• [EXERCISES]
(a) Reproduce word for word the portion of the passage on structs and classes starting at "Structs may seem" and ending at "benefits as well.".
(b) According to the passage on structs and classes, where do large arrays end up?

[[ DOCUMENT SEGMENT open ]]

Arrays of structs are represented on the heap in a contiguous block of memory, whereas an array of objects is represented as a contiguous block of references with the actual objects themselves elsewhere on the heap, thus requiring memory for both the objects and for their array references.
In this case, as you are placing them in a List<> (and a List<> is backed onto an array) it would be more efficient, memory-wise to use structs.
(Beware though, that large arrays will find their way on the Large Object Heap where, if their lifetime is long, may have an adverse affect on your process's memory management. Remember, also, that memory is not the only consideration.)
Structs may seem similar to classes, but there are important differences that you should be aware of. First of all, classes are reference types and structs are value types. By using structs, you can create objects that behave like the built-in types and enjoy their benefits as well.
When you call the New operator on a class, it will be allocated on the heap. However, when you instantiate a struct, it gets created on the stack. This will yield performance gains. Also, you will not be dealing with references to an instance of a struct as you would with classes. You will be working directly with the struct instance. Because of this, when passing a struct to a method, it's passed by value instead of as a reference.
More here:
http://msdn.microsoft.com/en-us/library/aa288471(VS.71).aspx
If they have value semantics, then you should probably use a struct. If they have reference semantics, then you should probably use a class. There are exceptions, which mostly lean towards creating a class even when there are value semantics, but start from there.
As for your second edit, the GC only deals with the heap, but there is a lot more heap space than stack space, so putting things on the stack isn't always a win. Besides which, a list of struct-types and a list of class-types will be on the heap either way, so this is irrelevant in this case.

[[ DOCUMENT SEGMENT closed ]]
[[ GIVEN DATA open ]]

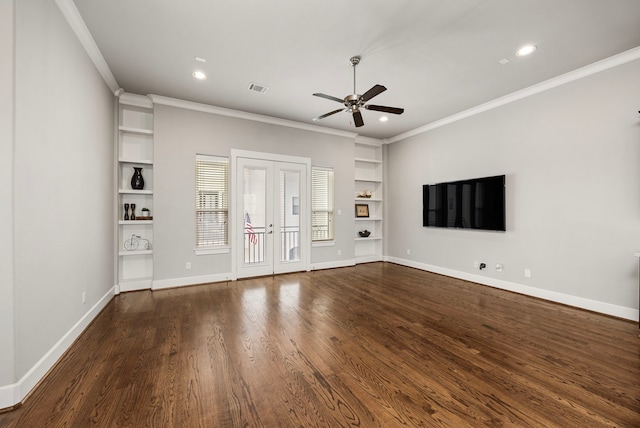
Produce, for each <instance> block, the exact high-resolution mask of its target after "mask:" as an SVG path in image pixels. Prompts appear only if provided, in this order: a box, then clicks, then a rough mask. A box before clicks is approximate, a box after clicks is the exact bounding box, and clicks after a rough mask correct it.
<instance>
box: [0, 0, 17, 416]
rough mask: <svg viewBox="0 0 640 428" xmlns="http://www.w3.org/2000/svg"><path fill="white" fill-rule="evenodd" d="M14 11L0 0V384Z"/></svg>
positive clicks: (3, 367)
mask: <svg viewBox="0 0 640 428" xmlns="http://www.w3.org/2000/svg"><path fill="white" fill-rule="evenodd" d="M14 11H15V7H14V3H13V1H12V0H0V201H2V203H1V204H0V237H2V238H1V239H0V326H1V327H0V388H1V387H2V385H10V384H13V383H14V382H15V381H16V379H15V365H14V353H15V337H14V332H15V329H14V324H13V317H14V313H13V204H12V201H13V120H14V112H13V82H14V76H13V67H14V49H13V45H14V38H13V30H14V25H13V24H14ZM0 407H1V406H0Z"/></svg>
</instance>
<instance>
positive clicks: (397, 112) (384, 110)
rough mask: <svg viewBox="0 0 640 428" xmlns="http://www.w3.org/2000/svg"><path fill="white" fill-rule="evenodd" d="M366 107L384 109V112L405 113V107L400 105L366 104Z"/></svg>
mask: <svg viewBox="0 0 640 428" xmlns="http://www.w3.org/2000/svg"><path fill="white" fill-rule="evenodd" d="M364 108H366V109H367V110H375V111H382V112H385V113H391V114H402V113H404V109H403V108H400V107H387V106H376V105H371V104H368V105H366V106H364Z"/></svg>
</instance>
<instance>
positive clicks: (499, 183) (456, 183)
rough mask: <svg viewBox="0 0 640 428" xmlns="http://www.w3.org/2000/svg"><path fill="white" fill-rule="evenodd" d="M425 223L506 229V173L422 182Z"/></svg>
mask: <svg viewBox="0 0 640 428" xmlns="http://www.w3.org/2000/svg"><path fill="white" fill-rule="evenodd" d="M422 225H423V226H424V227H449V228H459V229H482V230H501V231H504V230H506V229H505V176H504V175H497V176H495V177H483V178H474V179H471V180H460V181H451V182H447V183H437V184H425V185H424V186H422Z"/></svg>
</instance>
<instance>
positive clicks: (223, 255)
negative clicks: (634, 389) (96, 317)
mask: <svg viewBox="0 0 640 428" xmlns="http://www.w3.org/2000/svg"><path fill="white" fill-rule="evenodd" d="M154 146H155V151H154V208H155V214H154V241H155V242H154V282H158V281H161V282H162V283H163V284H171V281H174V282H175V284H181V283H188V282H189V281H187V280H185V281H182V279H184V278H189V277H207V276H210V275H216V274H226V273H229V272H231V254H216V255H204V256H203V255H200V256H195V255H194V248H195V214H194V206H195V202H194V201H195V187H194V186H195V155H196V153H199V154H207V155H216V156H230V155H231V149H240V150H251V151H256V152H264V153H275V154H284V155H288V156H299V157H308V158H311V163H312V165H317V166H325V167H333V168H334V172H335V180H336V183H345V184H346V185H342V184H341V185H336V195H335V201H336V209H341V210H342V212H343V215H342V216H336V240H335V246H331V247H319V248H313V249H312V253H311V263H312V264H316V263H327V262H336V263H341V262H342V263H346V262H348V261H349V260H351V261H352V260H353V254H354V241H353V215H352V211H353V186H354V184H353V177H354V162H353V159H354V141H353V138H347V137H342V136H335V135H328V134H323V133H317V132H312V131H307V130H301V129H295V128H288V127H284V126H279V125H273V124H267V123H260V122H252V121H249V120H245V119H240V118H233V117H225V116H220V115H216V114H211V113H208V112H200V111H193V110H188V109H183V108H177V107H173V106H166V105H160V104H156V105H155V114H154ZM338 250H341V252H342V255H341V256H338V255H337V252H338ZM187 261H189V262H191V266H192V268H191V269H190V270H186V269H185V263H186V262H187Z"/></svg>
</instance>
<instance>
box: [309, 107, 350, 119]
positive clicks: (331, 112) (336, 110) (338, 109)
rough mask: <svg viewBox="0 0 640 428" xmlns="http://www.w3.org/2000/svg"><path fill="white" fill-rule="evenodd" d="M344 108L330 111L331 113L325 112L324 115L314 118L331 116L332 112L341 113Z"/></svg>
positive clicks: (333, 112) (329, 112)
mask: <svg viewBox="0 0 640 428" xmlns="http://www.w3.org/2000/svg"><path fill="white" fill-rule="evenodd" d="M342 110H344V109H343V108H339V109H338V110H334V111H330V112H329V113H325V114H323V115H322V116H318V117H314V118H313V120H320V119H324V118H325V117H327V116H331V115H332V114H336V113H340V112H341V111H342Z"/></svg>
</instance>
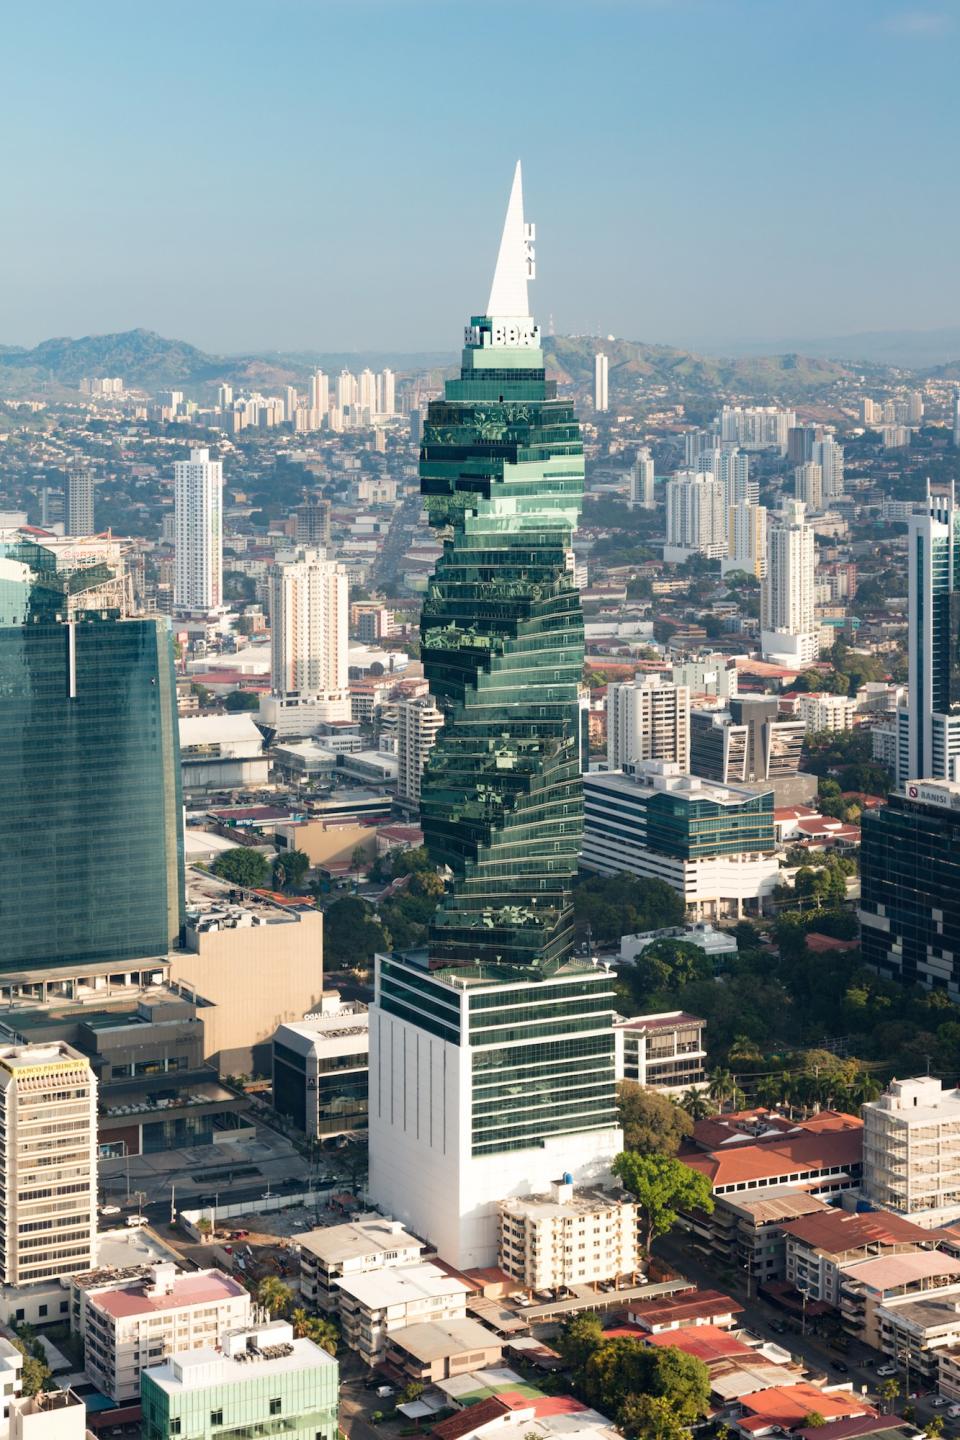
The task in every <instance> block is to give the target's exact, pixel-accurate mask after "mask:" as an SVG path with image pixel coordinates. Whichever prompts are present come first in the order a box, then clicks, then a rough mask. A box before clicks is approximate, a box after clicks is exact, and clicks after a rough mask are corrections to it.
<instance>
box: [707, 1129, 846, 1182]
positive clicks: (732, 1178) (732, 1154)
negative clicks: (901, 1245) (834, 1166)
mask: <svg viewBox="0 0 960 1440" xmlns="http://www.w3.org/2000/svg"><path fill="white" fill-rule="evenodd" d="M862 1129H864V1128H862V1125H861V1123H859V1122H858V1129H842V1130H823V1132H820V1133H816V1132H813V1133H810V1132H805V1133H800V1135H792V1136H783V1138H777V1139H774V1140H769V1142H763V1143H760V1145H734V1146H731V1148H730V1149H724V1151H712V1152H711V1153H710V1155H685V1156H684V1158H682V1159H684V1164H685V1165H689V1166H691V1169H698V1171H699V1172H701V1174H702V1175H707V1176H708V1179H710V1182H711V1184H712V1187H714V1189H715V1188H717V1187H720V1185H741V1184H747V1182H748V1181H751V1179H757V1181H773V1179H780V1178H787V1176H790V1175H799V1176H800V1181H793V1182H792V1184H800V1182H802V1181H803V1176H805V1175H807V1174H810V1172H812V1171H823V1169H832V1168H833V1166H841V1168H842V1169H849V1168H851V1166H855V1165H861V1164H862V1159H864V1133H862Z"/></svg>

[[ GIVEN DATA closed ]]

• [RESPONSES BY TASK]
(a)
Structs may seem similar to classes, but there are important differences that you should be aware of. First of all, classes are reference types and structs are value types. By using structs, you can create objects that behave like the built-in types and enjoy their benefits as well.

(b) On the Large Object Heap.